> _WHAT TO WORK ON_:
Give again, unaltered, the lines of the listing below that run from the line having "130, row 254" through the line having "146, row 113".

═══ EXTRACTED ENTRIES ═══

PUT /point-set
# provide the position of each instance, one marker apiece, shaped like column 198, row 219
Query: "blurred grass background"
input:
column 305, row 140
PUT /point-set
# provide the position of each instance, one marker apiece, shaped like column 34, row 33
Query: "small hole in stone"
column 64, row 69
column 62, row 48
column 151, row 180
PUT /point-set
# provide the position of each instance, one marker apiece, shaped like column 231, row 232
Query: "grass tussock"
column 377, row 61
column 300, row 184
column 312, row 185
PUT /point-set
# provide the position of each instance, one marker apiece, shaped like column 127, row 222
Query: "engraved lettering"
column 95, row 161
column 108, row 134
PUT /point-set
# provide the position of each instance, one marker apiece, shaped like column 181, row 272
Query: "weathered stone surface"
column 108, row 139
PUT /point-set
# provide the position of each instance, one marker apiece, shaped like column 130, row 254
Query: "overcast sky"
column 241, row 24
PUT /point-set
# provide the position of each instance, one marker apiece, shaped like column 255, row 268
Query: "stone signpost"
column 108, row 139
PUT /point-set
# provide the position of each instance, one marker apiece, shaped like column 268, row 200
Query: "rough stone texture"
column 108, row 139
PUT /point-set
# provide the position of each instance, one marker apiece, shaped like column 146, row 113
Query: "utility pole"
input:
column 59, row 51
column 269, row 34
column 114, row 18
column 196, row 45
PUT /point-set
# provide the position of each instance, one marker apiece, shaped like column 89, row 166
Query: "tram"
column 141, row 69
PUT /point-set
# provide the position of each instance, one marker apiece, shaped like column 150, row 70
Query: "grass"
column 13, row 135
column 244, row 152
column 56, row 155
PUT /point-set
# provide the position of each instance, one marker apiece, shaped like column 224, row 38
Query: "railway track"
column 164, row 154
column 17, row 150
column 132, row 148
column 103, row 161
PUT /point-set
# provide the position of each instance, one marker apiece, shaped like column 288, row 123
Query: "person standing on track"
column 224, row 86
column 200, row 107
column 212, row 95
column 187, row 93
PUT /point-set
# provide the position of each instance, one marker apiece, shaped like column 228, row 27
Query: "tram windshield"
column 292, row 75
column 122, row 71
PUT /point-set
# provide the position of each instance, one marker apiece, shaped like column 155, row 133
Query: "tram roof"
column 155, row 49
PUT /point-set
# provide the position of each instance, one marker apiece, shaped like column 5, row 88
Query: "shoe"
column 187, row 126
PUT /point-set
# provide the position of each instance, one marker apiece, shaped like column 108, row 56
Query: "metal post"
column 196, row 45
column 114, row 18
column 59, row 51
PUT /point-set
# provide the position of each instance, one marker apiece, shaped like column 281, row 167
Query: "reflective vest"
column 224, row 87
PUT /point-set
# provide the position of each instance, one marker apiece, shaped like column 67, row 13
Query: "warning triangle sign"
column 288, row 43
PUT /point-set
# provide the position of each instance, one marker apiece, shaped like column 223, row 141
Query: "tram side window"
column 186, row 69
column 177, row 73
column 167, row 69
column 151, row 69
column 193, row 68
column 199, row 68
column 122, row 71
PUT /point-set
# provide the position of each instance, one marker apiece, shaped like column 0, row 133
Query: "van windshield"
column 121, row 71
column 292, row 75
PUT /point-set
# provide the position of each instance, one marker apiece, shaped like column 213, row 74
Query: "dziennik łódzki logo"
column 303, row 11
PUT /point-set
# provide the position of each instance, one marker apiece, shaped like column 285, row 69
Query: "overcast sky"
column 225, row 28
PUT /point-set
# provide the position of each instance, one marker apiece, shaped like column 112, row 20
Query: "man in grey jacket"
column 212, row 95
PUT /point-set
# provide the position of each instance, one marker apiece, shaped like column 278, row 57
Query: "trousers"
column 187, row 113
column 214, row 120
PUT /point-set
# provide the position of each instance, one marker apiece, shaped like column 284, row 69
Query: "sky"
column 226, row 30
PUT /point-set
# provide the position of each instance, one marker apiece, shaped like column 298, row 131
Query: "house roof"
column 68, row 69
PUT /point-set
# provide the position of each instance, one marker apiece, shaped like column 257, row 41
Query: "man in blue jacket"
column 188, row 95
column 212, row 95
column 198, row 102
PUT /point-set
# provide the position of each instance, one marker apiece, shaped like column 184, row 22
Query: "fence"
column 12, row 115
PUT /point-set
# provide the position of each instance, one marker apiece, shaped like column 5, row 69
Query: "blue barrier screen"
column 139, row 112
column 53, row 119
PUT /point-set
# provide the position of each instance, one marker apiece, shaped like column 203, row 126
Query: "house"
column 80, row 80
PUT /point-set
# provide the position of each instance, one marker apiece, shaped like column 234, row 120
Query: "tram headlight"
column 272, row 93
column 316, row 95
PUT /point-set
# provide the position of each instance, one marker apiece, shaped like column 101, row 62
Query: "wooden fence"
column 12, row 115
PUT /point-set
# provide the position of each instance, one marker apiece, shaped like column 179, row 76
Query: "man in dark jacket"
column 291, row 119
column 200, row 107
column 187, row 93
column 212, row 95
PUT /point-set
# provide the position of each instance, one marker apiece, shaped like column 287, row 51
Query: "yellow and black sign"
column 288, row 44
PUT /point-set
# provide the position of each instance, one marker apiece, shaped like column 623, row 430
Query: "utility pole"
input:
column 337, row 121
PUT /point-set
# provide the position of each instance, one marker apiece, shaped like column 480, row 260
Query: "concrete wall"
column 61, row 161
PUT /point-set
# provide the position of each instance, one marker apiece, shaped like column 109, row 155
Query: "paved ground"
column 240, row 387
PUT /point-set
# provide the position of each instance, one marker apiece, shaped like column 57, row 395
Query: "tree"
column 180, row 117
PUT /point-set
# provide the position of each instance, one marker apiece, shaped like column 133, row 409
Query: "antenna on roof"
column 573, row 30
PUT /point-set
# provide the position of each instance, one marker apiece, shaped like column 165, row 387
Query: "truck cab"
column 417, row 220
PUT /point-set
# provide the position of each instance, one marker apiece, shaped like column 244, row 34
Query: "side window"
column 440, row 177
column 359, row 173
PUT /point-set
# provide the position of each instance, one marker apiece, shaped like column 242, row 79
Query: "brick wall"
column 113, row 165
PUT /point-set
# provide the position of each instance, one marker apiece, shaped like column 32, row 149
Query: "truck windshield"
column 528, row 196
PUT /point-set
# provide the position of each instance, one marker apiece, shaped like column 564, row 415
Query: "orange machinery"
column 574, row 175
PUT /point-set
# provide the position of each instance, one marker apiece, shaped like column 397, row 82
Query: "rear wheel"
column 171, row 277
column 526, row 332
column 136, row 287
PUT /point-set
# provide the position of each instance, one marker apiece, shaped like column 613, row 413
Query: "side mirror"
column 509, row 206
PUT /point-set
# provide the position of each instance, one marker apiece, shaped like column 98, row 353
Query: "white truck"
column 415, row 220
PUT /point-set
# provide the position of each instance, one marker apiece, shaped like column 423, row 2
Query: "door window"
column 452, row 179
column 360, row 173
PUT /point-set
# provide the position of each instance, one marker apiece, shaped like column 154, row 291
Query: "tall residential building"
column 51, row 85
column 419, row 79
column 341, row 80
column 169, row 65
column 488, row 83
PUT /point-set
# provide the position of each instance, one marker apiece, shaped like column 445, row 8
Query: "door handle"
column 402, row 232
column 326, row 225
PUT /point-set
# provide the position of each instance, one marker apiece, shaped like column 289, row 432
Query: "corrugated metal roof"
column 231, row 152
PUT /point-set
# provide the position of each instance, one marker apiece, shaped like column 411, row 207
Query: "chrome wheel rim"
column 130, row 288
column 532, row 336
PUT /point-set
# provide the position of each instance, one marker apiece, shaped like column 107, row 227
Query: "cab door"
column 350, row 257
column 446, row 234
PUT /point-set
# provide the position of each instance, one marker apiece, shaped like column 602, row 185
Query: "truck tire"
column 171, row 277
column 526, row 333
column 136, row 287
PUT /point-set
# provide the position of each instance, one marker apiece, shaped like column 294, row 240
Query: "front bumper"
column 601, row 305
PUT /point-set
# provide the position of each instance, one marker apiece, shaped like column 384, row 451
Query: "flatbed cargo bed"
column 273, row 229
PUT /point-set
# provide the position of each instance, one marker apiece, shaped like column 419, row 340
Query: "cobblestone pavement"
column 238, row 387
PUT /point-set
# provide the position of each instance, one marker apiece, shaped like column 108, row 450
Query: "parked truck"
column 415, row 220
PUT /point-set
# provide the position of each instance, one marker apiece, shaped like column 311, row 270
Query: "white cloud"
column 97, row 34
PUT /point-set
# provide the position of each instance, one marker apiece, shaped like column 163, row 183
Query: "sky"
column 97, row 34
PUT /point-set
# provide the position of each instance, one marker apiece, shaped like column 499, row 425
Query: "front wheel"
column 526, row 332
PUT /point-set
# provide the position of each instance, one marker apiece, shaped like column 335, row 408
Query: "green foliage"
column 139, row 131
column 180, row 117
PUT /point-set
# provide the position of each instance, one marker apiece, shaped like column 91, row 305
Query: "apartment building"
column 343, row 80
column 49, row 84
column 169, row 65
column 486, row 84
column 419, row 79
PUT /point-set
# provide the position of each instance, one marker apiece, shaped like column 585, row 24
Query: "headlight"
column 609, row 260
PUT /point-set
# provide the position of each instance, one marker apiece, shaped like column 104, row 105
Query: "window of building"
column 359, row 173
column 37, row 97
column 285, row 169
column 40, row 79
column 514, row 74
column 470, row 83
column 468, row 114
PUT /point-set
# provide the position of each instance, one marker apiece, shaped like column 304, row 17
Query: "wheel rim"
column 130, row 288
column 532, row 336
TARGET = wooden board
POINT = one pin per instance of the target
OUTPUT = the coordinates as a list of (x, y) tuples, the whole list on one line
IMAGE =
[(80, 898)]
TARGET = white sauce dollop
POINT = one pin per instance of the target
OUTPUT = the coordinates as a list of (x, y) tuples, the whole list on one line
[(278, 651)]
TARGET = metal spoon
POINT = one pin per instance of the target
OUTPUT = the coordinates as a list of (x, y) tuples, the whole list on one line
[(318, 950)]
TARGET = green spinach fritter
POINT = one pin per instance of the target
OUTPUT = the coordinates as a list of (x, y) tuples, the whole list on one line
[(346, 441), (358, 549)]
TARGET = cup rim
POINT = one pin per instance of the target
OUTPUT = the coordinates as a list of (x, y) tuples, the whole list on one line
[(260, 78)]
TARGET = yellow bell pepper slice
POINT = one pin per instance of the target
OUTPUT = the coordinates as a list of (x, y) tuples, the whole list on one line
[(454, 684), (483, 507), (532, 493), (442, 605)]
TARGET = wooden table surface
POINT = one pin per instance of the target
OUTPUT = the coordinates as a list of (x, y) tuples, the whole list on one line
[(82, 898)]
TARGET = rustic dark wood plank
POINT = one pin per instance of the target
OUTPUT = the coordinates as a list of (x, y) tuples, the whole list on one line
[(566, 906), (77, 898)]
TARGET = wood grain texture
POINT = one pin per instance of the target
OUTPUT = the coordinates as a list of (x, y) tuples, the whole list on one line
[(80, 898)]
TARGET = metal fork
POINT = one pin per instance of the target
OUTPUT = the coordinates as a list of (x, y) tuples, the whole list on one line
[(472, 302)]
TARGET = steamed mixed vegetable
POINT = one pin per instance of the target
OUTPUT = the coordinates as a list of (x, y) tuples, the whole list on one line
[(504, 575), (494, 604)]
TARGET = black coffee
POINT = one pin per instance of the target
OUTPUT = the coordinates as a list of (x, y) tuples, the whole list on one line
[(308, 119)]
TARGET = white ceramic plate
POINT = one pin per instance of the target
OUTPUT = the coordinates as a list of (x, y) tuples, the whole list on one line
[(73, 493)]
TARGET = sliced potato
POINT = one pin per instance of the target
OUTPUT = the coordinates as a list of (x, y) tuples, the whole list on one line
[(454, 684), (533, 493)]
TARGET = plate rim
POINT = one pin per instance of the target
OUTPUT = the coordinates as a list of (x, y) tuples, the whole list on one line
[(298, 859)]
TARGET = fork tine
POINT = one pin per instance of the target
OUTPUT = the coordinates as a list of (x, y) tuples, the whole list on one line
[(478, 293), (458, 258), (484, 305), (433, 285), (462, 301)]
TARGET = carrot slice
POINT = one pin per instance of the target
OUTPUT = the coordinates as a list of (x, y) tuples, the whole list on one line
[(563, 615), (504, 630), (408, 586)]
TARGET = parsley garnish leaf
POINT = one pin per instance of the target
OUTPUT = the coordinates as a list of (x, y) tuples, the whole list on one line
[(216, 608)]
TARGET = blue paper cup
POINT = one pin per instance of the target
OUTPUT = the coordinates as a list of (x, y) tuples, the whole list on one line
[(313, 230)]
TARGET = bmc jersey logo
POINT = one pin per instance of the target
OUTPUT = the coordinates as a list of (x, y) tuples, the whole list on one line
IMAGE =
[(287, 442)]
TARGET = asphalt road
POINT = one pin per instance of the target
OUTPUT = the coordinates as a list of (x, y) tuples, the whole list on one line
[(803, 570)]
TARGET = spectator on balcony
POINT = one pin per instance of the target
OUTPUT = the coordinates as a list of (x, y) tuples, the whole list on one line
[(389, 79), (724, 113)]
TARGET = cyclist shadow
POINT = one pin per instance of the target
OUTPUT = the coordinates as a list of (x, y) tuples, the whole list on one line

═══

> _ANSWER TO THIS TASK_:
# provide the position of each instance, one marker apiece, shaped like column 130, row 254
Query: "overcast sky"
column 241, row 24
PUT /point-set
# provide the position of each instance, one marker apiece, shaped like column 255, row 268
Query: "stone signpost"
column 108, row 139
PUT /point-set
# provide the position of each instance, one marker apiece, shaped like column 268, row 200
Query: "rough stone texture"
column 108, row 139
PUT /point-set
# provide the position of each instance, one marker apiece, shaped like column 146, row 113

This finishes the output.